Dataset entries:
╔══
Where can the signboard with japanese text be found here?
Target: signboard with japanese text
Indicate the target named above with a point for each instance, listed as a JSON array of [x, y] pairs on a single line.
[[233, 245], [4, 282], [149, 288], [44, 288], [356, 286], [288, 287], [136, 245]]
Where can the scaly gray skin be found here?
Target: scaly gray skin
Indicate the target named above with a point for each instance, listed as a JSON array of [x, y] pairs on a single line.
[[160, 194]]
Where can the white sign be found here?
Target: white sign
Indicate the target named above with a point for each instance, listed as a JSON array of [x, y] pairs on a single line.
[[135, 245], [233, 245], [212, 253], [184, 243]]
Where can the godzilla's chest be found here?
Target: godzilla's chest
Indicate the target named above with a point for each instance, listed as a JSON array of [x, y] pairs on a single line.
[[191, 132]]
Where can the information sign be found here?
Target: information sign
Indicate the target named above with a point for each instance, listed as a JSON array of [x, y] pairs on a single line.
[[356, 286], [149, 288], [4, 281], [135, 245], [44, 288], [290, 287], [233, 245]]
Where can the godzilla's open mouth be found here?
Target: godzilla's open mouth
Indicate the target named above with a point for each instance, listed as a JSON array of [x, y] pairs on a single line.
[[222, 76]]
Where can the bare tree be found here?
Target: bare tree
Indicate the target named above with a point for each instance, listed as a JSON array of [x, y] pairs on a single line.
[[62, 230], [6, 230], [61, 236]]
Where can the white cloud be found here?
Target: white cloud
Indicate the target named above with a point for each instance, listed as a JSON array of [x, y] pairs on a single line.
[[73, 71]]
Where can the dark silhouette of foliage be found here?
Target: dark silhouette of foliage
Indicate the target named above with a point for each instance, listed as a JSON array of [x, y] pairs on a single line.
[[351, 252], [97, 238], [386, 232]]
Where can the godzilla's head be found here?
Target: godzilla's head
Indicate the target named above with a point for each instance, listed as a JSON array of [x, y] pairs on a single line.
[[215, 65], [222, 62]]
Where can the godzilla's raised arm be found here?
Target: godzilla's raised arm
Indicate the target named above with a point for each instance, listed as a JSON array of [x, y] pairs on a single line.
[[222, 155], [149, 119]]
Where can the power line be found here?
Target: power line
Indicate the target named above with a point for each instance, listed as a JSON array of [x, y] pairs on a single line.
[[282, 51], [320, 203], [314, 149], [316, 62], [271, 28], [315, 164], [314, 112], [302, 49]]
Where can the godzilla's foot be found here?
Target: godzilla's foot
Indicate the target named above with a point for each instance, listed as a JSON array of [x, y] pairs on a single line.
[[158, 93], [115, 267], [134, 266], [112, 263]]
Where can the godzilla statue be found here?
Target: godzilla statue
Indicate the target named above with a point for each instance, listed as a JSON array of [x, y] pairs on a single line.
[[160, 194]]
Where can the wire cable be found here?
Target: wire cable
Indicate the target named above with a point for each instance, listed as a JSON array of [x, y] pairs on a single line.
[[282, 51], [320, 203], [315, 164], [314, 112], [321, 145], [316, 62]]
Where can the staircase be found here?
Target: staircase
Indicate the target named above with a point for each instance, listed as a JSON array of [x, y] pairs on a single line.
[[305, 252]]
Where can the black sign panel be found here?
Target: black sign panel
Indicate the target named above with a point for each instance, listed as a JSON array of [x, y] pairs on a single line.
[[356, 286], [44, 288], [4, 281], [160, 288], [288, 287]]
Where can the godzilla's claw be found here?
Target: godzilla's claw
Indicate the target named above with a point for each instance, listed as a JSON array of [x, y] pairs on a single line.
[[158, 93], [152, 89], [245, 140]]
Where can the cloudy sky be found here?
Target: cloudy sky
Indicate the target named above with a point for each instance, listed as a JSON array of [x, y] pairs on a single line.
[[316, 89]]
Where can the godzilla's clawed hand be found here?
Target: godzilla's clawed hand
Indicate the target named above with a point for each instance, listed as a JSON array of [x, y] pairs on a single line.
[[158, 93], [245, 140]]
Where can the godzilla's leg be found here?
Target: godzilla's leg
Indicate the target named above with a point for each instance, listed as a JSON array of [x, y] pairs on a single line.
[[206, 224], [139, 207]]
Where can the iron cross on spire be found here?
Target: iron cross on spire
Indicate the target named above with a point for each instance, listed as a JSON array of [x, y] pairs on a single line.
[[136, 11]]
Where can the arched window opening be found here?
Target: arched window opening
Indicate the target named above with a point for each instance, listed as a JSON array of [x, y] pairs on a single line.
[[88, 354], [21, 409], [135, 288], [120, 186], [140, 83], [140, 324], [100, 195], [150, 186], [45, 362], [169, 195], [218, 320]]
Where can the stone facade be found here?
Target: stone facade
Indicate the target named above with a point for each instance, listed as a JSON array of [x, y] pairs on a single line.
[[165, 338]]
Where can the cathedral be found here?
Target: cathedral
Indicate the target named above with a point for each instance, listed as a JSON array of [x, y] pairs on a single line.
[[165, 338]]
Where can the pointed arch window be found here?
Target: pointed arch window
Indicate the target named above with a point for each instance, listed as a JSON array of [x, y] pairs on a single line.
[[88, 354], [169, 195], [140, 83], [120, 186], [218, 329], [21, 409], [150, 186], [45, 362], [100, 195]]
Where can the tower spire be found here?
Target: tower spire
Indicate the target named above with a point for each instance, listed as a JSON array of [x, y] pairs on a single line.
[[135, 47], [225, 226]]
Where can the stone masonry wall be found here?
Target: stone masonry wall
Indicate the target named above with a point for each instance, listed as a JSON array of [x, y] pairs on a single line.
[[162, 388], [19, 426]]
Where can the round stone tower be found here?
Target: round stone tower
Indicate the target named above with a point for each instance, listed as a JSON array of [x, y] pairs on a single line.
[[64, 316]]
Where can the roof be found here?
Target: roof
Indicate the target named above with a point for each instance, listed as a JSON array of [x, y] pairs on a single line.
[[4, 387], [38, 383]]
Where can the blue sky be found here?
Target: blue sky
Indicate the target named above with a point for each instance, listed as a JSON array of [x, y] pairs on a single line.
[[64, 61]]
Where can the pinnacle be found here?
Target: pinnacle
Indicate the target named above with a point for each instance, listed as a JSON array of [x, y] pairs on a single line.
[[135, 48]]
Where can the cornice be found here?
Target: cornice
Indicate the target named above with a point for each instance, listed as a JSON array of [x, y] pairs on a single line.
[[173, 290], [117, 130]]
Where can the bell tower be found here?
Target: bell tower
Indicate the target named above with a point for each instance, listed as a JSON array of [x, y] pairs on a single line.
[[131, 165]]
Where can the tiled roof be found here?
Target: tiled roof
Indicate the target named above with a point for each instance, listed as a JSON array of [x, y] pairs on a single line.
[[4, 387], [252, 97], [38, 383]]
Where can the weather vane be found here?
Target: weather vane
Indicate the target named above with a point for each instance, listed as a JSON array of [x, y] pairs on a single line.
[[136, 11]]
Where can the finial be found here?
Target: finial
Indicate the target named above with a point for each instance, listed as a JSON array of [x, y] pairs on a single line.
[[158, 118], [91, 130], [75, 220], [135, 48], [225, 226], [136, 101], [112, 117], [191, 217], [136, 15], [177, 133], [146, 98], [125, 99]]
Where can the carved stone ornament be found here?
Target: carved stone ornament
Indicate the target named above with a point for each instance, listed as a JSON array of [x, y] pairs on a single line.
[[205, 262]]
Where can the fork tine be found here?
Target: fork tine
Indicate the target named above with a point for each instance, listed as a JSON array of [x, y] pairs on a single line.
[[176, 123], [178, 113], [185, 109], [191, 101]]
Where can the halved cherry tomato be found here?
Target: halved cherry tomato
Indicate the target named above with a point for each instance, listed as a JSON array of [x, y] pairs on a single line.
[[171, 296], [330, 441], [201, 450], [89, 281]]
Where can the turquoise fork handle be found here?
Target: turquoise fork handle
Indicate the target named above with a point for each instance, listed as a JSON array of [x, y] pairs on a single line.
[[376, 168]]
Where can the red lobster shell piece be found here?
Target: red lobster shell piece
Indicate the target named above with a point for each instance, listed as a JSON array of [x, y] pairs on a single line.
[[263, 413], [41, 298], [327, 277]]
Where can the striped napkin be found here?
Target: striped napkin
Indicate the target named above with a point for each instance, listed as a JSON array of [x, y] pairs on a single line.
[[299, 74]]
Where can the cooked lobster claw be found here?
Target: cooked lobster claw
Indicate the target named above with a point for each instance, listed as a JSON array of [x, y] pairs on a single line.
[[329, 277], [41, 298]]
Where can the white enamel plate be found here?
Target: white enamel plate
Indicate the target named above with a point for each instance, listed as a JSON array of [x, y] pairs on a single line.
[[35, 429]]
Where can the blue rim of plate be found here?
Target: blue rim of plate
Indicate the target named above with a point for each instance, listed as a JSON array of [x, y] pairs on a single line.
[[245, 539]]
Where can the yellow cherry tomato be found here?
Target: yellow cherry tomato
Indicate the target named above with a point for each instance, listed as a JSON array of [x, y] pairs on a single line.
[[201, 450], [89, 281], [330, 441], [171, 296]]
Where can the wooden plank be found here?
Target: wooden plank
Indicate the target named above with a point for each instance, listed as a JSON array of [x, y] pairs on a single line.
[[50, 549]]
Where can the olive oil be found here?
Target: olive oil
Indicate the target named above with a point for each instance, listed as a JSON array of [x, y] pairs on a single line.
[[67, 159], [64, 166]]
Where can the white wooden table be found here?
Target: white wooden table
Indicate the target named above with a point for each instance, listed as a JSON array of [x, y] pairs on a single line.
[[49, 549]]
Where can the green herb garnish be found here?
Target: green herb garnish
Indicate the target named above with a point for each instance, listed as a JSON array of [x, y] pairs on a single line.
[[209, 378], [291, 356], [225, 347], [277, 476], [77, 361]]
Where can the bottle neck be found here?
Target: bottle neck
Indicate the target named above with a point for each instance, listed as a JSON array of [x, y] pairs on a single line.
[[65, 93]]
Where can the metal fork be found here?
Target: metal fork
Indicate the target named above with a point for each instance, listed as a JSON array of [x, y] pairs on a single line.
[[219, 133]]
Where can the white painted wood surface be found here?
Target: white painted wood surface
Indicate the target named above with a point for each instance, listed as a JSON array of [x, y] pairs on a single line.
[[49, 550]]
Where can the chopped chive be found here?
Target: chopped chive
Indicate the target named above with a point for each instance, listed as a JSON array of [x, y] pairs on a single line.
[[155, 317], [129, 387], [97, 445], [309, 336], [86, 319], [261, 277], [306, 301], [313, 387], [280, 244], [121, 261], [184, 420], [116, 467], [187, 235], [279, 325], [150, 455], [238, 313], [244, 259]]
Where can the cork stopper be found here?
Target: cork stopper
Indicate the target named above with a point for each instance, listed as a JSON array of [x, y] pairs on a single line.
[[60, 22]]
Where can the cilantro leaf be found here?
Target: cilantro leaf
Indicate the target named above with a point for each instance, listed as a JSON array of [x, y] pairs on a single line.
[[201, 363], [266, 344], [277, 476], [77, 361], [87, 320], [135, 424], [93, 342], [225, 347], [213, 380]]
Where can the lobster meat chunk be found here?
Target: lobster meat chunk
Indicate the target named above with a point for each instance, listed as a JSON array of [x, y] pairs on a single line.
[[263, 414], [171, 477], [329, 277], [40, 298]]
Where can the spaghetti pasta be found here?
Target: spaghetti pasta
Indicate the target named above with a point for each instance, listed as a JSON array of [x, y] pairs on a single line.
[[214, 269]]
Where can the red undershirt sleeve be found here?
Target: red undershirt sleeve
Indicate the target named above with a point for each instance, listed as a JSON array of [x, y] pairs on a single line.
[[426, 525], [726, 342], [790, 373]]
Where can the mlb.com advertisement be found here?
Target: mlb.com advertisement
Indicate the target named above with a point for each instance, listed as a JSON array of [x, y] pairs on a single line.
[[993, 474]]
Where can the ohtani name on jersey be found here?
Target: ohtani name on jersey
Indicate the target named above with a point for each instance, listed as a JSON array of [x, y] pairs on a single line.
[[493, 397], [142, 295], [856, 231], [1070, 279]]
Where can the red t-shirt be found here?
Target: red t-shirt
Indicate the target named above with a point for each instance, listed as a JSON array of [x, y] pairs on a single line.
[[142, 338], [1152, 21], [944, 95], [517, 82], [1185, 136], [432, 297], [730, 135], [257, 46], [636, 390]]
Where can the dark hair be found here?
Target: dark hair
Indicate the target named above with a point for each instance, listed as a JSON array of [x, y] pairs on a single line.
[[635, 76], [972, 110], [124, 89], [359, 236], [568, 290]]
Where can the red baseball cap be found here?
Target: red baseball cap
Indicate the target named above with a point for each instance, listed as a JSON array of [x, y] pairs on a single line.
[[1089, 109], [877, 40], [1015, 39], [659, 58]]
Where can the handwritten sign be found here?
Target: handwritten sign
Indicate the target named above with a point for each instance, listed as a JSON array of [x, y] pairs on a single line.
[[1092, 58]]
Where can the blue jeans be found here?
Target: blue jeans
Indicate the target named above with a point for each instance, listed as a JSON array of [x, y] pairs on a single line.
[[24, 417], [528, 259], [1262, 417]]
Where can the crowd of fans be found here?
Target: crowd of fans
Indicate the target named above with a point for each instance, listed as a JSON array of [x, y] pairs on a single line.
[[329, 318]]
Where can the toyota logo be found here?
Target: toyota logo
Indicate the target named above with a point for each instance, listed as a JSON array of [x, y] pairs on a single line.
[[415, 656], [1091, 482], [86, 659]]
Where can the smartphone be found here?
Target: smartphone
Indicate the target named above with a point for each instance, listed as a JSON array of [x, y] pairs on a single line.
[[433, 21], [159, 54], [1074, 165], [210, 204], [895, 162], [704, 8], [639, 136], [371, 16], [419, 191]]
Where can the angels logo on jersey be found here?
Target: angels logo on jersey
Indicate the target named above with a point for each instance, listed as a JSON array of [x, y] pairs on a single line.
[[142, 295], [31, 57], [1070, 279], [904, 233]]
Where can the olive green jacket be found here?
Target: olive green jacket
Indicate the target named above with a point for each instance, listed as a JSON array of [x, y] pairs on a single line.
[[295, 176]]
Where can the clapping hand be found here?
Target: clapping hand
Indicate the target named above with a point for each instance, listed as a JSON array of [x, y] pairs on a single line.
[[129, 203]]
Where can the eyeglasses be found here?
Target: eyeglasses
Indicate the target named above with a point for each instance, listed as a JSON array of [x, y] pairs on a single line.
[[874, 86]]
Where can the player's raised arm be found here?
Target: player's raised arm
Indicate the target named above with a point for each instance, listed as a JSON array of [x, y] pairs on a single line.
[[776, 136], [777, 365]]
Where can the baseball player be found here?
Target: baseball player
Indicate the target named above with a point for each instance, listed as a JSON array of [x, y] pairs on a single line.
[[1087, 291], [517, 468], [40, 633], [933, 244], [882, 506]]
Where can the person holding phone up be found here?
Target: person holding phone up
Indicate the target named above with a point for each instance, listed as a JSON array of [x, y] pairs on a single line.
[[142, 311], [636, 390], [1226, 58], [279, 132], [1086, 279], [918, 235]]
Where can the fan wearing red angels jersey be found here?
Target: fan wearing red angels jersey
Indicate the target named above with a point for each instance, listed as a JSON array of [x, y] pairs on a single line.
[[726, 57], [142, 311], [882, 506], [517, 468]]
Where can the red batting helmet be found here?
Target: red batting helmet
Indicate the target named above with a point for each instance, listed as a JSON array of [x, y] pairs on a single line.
╚══
_Challenge:_
Rewrite the rows from the start through the line containing "[[222, 76]]", inclusive, with every "Indicate" changed to "Mark" and nothing else altered.

_Task result:_
Where can the signboard with japanese text be found here?
Target: signboard with japanese text
Mark the target named above with a point for each instance, listed as a JSON array of [x, y] pairs on a single line.
[[233, 245], [4, 282], [149, 288], [44, 288], [356, 286], [288, 287], [136, 245]]
Where can the scaly gray skin be found here?
Target: scaly gray skin
Mark the target named above with a point for each instance, listed as a JSON array of [x, y] pairs on a single line.
[[160, 194]]
Where can the white sign be found here?
Target: white sign
Mark the target named above with a point for each instance, listed as a JSON array of [x, y] pairs on a single line.
[[135, 245], [233, 245], [212, 253], [184, 243]]
Where can the godzilla's chest be found here?
Target: godzilla's chest
Mark the target named above with a point for each instance, listed as a JSON array of [x, y] pairs on a single line.
[[191, 132]]
Where can the information sign be found here?
Target: information sign
Mark the target named above with a point for each instance, listed as a JSON array of [x, y] pairs on a single line.
[[356, 286], [149, 288], [4, 281], [135, 245], [44, 288], [290, 287], [233, 245]]
Where can the godzilla's open mouth be found here?
Target: godzilla's open mouth
Mark the target named above with a point for each instance, listed as a JSON array of [x, y] pairs on a single line.
[[222, 76]]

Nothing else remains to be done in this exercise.